● EXERCISE: Repeat the records below, without any change, from the line with "point: athlete's raised hand" to the line with "column 741, row 298", including both of those lines.

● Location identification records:
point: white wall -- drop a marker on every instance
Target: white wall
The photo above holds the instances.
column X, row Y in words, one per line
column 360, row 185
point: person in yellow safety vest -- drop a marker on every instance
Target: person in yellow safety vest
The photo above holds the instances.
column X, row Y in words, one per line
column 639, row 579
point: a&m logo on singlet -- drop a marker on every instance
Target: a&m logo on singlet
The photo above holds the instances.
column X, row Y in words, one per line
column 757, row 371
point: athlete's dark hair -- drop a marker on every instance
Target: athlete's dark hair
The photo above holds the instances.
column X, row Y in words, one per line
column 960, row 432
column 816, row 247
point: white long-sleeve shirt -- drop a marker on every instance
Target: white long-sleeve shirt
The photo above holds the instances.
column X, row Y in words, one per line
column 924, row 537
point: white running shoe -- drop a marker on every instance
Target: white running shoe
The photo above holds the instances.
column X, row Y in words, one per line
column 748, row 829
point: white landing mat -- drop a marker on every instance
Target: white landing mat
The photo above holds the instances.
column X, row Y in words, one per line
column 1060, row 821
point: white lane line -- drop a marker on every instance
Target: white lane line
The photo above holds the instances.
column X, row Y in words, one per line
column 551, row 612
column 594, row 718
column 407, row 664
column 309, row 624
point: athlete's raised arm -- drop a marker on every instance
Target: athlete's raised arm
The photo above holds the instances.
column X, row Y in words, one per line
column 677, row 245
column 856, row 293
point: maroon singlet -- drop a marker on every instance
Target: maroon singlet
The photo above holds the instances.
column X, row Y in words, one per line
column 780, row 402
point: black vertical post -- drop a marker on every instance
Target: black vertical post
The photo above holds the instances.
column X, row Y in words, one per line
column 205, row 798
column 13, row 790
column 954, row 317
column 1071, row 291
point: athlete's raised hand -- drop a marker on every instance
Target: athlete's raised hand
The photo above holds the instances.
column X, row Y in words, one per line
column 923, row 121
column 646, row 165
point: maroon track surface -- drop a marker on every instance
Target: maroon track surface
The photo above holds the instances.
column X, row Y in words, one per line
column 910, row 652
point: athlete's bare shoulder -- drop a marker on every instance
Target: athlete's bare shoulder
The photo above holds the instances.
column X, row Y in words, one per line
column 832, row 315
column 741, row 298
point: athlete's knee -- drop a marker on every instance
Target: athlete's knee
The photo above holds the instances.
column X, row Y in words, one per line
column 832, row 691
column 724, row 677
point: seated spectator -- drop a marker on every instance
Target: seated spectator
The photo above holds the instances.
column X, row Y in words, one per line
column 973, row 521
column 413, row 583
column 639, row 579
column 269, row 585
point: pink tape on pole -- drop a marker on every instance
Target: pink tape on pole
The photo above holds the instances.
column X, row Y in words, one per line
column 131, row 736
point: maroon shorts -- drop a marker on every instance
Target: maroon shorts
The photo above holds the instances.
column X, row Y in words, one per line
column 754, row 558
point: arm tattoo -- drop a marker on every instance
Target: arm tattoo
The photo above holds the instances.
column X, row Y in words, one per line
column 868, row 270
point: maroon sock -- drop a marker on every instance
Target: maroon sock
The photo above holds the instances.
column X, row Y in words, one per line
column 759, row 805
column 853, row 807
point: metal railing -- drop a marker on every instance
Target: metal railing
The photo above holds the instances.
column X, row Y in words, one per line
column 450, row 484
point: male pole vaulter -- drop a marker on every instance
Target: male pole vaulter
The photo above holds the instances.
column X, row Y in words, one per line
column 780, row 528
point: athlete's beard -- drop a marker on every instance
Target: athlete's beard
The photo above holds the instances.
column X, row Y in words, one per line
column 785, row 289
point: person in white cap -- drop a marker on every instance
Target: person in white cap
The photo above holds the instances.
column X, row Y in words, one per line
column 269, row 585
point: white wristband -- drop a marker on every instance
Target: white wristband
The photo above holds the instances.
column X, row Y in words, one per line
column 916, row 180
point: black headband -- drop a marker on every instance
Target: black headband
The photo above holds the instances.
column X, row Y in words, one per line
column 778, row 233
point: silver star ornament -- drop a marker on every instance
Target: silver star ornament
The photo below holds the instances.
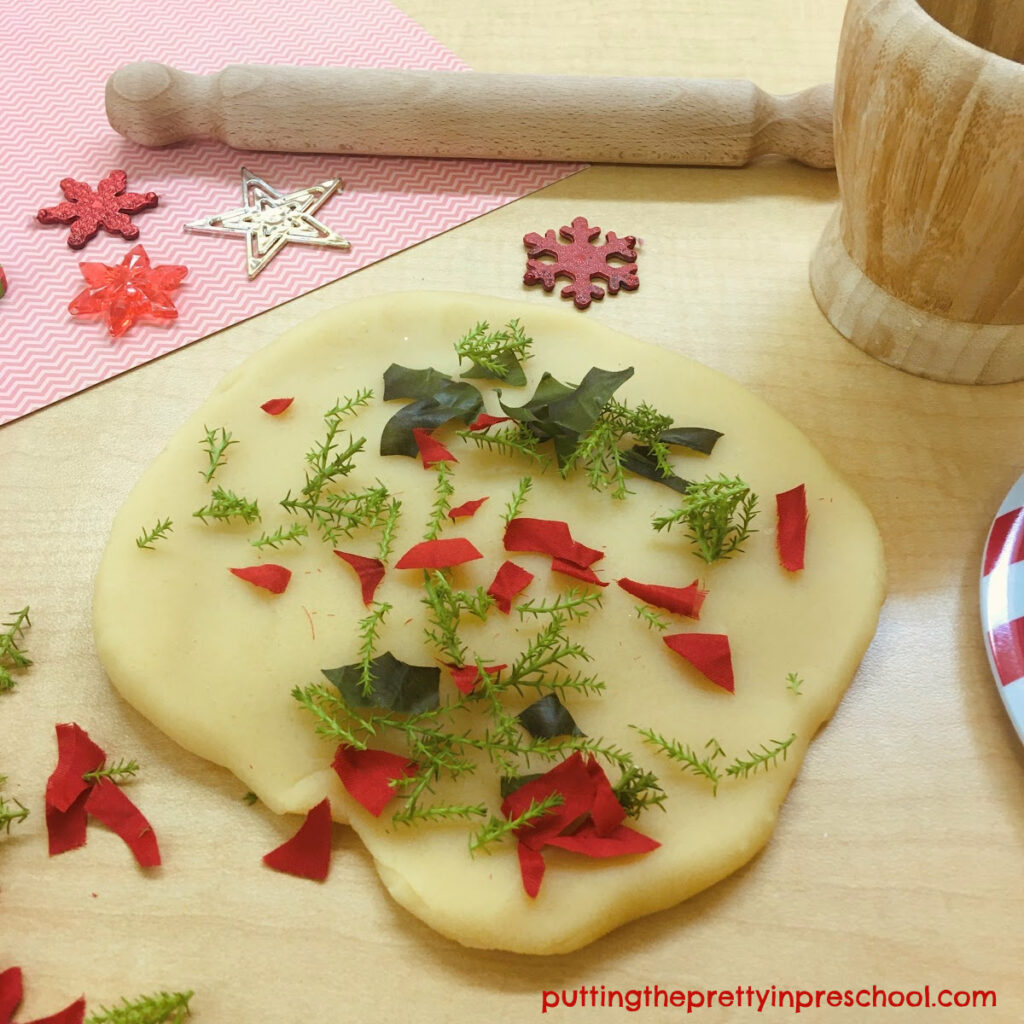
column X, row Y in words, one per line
column 270, row 219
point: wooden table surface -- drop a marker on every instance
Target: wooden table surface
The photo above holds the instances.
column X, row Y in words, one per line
column 897, row 857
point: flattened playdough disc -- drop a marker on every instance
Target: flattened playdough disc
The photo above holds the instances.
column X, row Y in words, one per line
column 212, row 659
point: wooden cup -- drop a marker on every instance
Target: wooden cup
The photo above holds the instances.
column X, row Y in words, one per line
column 923, row 263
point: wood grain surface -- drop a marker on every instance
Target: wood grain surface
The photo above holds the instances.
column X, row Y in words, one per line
column 897, row 858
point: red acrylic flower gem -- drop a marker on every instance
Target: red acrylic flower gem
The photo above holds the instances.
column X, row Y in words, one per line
column 127, row 292
column 87, row 210
column 581, row 261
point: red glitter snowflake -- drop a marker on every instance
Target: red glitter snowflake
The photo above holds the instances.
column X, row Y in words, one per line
column 582, row 261
column 127, row 292
column 87, row 210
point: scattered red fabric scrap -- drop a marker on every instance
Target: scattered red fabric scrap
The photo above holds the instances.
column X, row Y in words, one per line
column 709, row 653
column 485, row 420
column 74, row 1014
column 681, row 600
column 268, row 577
column 579, row 259
column 439, row 554
column 510, row 581
column 274, row 407
column 109, row 804
column 549, row 537
column 10, row 993
column 589, row 821
column 579, row 571
column 307, row 853
column 87, row 210
column 370, row 571
column 466, row 509
column 71, row 799
column 368, row 774
column 77, row 755
column 791, row 507
column 466, row 677
column 431, row 450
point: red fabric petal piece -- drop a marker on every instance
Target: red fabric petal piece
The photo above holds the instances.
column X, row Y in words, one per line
column 368, row 774
column 439, row 554
column 530, row 868
column 588, row 841
column 74, row 1014
column 570, row 778
column 485, row 420
column 274, row 407
column 370, row 571
column 269, row 577
column 549, row 537
column 709, row 653
column 307, row 853
column 77, row 754
column 791, row 507
column 10, row 993
column 66, row 829
column 466, row 509
column 466, row 677
column 510, row 581
column 681, row 600
column 431, row 451
column 579, row 571
column 109, row 804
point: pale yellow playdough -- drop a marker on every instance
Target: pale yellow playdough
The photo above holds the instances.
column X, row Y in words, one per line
column 212, row 659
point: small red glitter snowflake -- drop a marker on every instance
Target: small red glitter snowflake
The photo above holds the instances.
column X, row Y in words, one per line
column 127, row 292
column 88, row 210
column 582, row 261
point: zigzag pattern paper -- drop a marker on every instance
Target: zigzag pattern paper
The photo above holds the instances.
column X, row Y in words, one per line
column 56, row 57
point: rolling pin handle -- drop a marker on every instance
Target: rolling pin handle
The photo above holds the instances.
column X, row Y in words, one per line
column 155, row 104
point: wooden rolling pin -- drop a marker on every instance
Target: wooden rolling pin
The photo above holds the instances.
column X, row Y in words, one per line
column 723, row 123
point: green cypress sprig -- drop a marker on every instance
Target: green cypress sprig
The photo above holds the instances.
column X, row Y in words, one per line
column 283, row 535
column 13, row 655
column 443, row 489
column 446, row 606
column 225, row 505
column 369, row 636
column 117, row 772
column 161, row 1008
column 517, row 500
column 337, row 515
column 653, row 619
column 717, row 514
column 499, row 353
column 499, row 828
column 767, row 757
column 8, row 815
column 392, row 512
column 684, row 756
column 509, row 440
column 158, row 532
column 576, row 603
column 215, row 443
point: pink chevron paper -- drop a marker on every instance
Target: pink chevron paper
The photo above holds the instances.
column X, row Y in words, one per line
column 54, row 59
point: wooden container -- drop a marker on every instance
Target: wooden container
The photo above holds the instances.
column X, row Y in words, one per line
column 923, row 263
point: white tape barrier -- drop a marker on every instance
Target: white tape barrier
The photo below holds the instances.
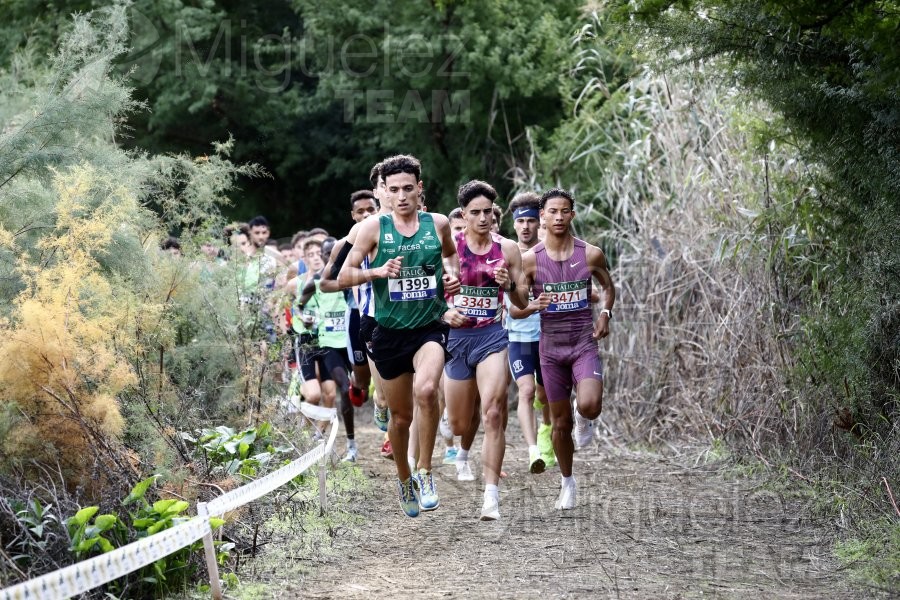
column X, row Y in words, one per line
column 94, row 572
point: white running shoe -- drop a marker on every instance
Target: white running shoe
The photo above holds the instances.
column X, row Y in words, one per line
column 490, row 511
column 444, row 425
column 584, row 431
column 352, row 454
column 567, row 494
column 463, row 472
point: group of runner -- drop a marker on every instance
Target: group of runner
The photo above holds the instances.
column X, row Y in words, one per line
column 436, row 310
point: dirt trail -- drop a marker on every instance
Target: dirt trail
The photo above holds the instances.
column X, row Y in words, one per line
column 644, row 527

● FINISHED TASK:
point: athlete's raised hand -- drop a marker on every instance
Target: athlete's raised hand
The photo above holds the instances.
column X, row Y in words, one per line
column 923, row 121
column 646, row 165
point: maroon track surface -- drop a marker on every instance
Target: maroon track surface
The photo above holds the instances.
column X, row Y in words, one per line
column 910, row 652
point: athlete's bare shoulder -- drop a marker on every instance
Target: athlete's bare shoulder
The photo above holds the instances.
column X, row Y in words, one per line
column 832, row 315
column 741, row 298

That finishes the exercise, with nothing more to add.